Task | Carry on the forum post about using a PC as an Apple TV alternative, picking up right after its last sentence.

Passage given |
__________
# Alternative to Apple TV



## zc11 (Jul 21, 2008)

This will be nothing new to some of you, but I just wanted to post it for those of you who are jonesing for an Apple TV but can't find the cash or can't convince yourselves or others that it's a reasonable purchase.

I liked the idea of Apple TV, but wasn't completely convinced that purchasing one would actually make sense. From what I read, Apple TV sounded like a giant iPod with a remote. I figured that a PC (or Mac), running iTunes and connected to a television, should be able to replicate all of the functionality of Apple TV and then some (with the iPhone or iPod Touch as a remote). The plan was to set up my PC to run video through my television and audio through my home theatre system, with the option of controlling the PC traditionally (keyboard and mouse) or with a "remote" (iPhone).

*Required Bits and Pieces:* (bold items are minimum requirements to equal Apple TV)

*1. PC with WiFi and iTunes -- had to buy a USB Wifi adapter ($50)
2. DVI to HDMI cable -- $50
3. Wireless router -- kind of goes without saying
*4. Wireless keyboard & mouse -- $60 (optional)
5. iPhone or iPod Touch (jailbroken) -- already had (optional)
*6. VNC software for iPhone and PC/Mac -- freeware or commercial (optional)
*7. Wireless trackpad software for iPhone -- $3 (optional)
8. Simplify Media -- free iPhone and desktop software

*Total outlay on this project:* $160 for "required" stuff. Compared to $250/$350 for Apple TV. 

1. I connected the PC to the wide-screen TV using a DVI to HDMI cable. Voila! Instant large-screen monitor with *720p as default*. When I set my PC's resolution to the max allowable by my graphics card (1920x1080) then the television *automatically switches to 1080p*.

2. I connected the audio out from my PC sound card to one of the audio inputs of my home theatre system. Now I get *surround sound *when using the computer as well. Great for movies...silly for everything else.

3. I wanted to ditch the wired keyboard and mouse, so I installed Logitech wireless equivalents. Now I can do all of my web browsing, word processing, etc. from the couch. I use Qwasipad software on my iPhone to use it as a trackpad if I don't feel like using the mouse or using the VNC software.

4. I have VNC client and server software on my iPhone and on my PC, so I can control the PC via the iPhone or the iPhone via the PC. For PC VNC I use TightVNC. On the iPhone I use Veency by Saurik (server app...optional, and only available for jailbroken phones) and Jaadu VNC (client app). I've also tried Mocha VNC lite but prefer the Jaadu client. *Using the VNC software over WiFi or 3G, I can view and control my PC (and, therefore, my sound system) from anywhere that I can get a 3G or WiFi signal. It's great for changing music without having to go into the living room.*

5. With iTunes on the WiFi-enabled PC, I can log in and download audio and video and have them play on the home theatre system and television+home theatre system, respectively. I'm also not limited with respect to what files I can play or where I can get them from. Storage-wise, I have just as much space as I would have had with the $350 Apple TV (500 GB HDD with 250 GB free and additional external HDD space if needed).

6. Using Simplify Media I can also stream music from any of our computers (1 other desktop and 2 laptops) +/- friends' and families' computers (up to 30 libraries in total) to my PC and then through my home theatre system. Again, this is similar to the Apple TV, but takes things a step further using Simplify Media.
__________
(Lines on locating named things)
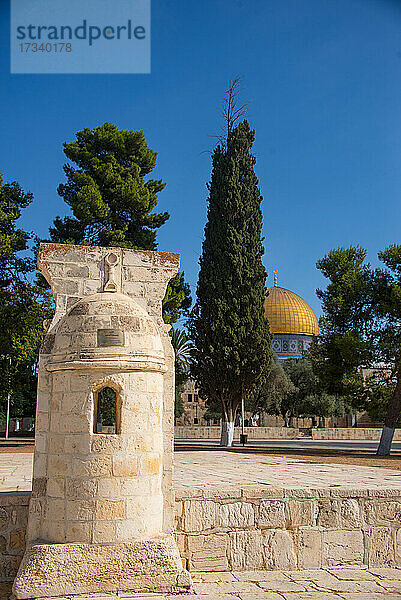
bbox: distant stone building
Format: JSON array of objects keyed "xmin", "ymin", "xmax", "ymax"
[
  {"xmin": 176, "ymin": 271, "xmax": 319, "ymax": 427},
  {"xmin": 265, "ymin": 271, "xmax": 319, "ymax": 362}
]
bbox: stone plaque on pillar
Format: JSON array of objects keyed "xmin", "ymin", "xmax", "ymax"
[{"xmin": 13, "ymin": 244, "xmax": 191, "ymax": 598}]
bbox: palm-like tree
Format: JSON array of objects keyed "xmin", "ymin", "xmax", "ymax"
[{"xmin": 170, "ymin": 327, "xmax": 193, "ymax": 371}]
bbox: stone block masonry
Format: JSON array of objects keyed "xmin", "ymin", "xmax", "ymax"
[
  {"xmin": 13, "ymin": 244, "xmax": 191, "ymax": 600},
  {"xmin": 0, "ymin": 486, "xmax": 401, "ymax": 583},
  {"xmin": 175, "ymin": 486, "xmax": 401, "ymax": 571}
]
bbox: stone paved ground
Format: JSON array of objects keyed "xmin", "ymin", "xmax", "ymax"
[
  {"xmin": 3, "ymin": 568, "xmax": 401, "ymax": 600},
  {"xmin": 4, "ymin": 451, "xmax": 401, "ymax": 492}
]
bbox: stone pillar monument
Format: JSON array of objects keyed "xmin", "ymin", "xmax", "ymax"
[{"xmin": 13, "ymin": 244, "xmax": 191, "ymax": 598}]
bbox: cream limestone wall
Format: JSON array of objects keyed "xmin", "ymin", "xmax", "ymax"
[{"xmin": 13, "ymin": 244, "xmax": 190, "ymax": 598}]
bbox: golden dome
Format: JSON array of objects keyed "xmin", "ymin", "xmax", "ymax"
[{"xmin": 265, "ymin": 285, "xmax": 319, "ymax": 335}]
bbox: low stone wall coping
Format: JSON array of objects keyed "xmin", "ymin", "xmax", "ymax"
[{"xmin": 0, "ymin": 485, "xmax": 401, "ymax": 582}]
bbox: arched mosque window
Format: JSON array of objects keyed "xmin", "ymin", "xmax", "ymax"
[{"xmin": 93, "ymin": 387, "xmax": 120, "ymax": 434}]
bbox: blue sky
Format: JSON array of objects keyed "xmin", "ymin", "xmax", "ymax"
[{"xmin": 0, "ymin": 0, "xmax": 401, "ymax": 313}]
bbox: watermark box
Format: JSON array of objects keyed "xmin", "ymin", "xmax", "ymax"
[{"xmin": 10, "ymin": 0, "xmax": 151, "ymax": 74}]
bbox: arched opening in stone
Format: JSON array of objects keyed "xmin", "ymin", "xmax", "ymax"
[{"xmin": 93, "ymin": 386, "xmax": 120, "ymax": 434}]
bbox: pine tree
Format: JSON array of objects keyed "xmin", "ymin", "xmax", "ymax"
[
  {"xmin": 190, "ymin": 121, "xmax": 272, "ymax": 446},
  {"xmin": 50, "ymin": 123, "xmax": 192, "ymax": 323}
]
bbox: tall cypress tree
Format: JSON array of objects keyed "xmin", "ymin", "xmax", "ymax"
[{"xmin": 190, "ymin": 121, "xmax": 272, "ymax": 446}]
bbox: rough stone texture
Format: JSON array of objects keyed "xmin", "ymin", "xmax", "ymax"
[
  {"xmin": 13, "ymin": 537, "xmax": 191, "ymax": 598},
  {"xmin": 0, "ymin": 486, "xmax": 401, "ymax": 582},
  {"xmin": 10, "ymin": 244, "xmax": 190, "ymax": 597}
]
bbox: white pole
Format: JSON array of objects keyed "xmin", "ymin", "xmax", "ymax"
[{"xmin": 6, "ymin": 392, "xmax": 10, "ymax": 440}]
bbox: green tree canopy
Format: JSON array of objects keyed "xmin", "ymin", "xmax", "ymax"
[
  {"xmin": 50, "ymin": 123, "xmax": 192, "ymax": 323},
  {"xmin": 169, "ymin": 327, "xmax": 192, "ymax": 419},
  {"xmin": 190, "ymin": 121, "xmax": 272, "ymax": 445},
  {"xmin": 0, "ymin": 175, "xmax": 52, "ymax": 426},
  {"xmin": 311, "ymin": 245, "xmax": 401, "ymax": 455},
  {"xmin": 50, "ymin": 123, "xmax": 169, "ymax": 250}
]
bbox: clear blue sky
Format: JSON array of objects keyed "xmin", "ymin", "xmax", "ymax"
[{"xmin": 0, "ymin": 0, "xmax": 401, "ymax": 313}]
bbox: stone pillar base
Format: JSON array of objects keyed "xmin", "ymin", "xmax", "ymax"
[{"xmin": 13, "ymin": 536, "xmax": 192, "ymax": 599}]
__________
Written reply |
*Major Advantages: *
-less expensive than Apple TV
-more functional (play music from outside iTunes as well (MP3s, streamed music from up to 30 other computers), play movies from outside iTunes, with potential for greater resolution than with Apple TV, greater storage space (depending on the size of your HDD and any external drives)
-just as with Apple TV, doesn't matter if you use a PC or Mac

*Disadvanatage: * 
-the hardware is potentially not as pretty as the Apple TV unit, depending on what desktop or laptop you use
-takes a bit more effort to piece together
-not possible with all TVs or computers
-may leave you unable to view TV and use the computer at the same time if you don't have an extra video output and can't split the video signal.

So what of my old LCD monitor that I was using with the desktop computer? I set it up as a second monitor (2 video outs on my graphics card) so that if people want to watch TV then they can do so without me being unable to use the computer. I just switch the TV and LCD monitor so that the LCD becomes the primary, and the TV can be used for regular cable TV viewing again.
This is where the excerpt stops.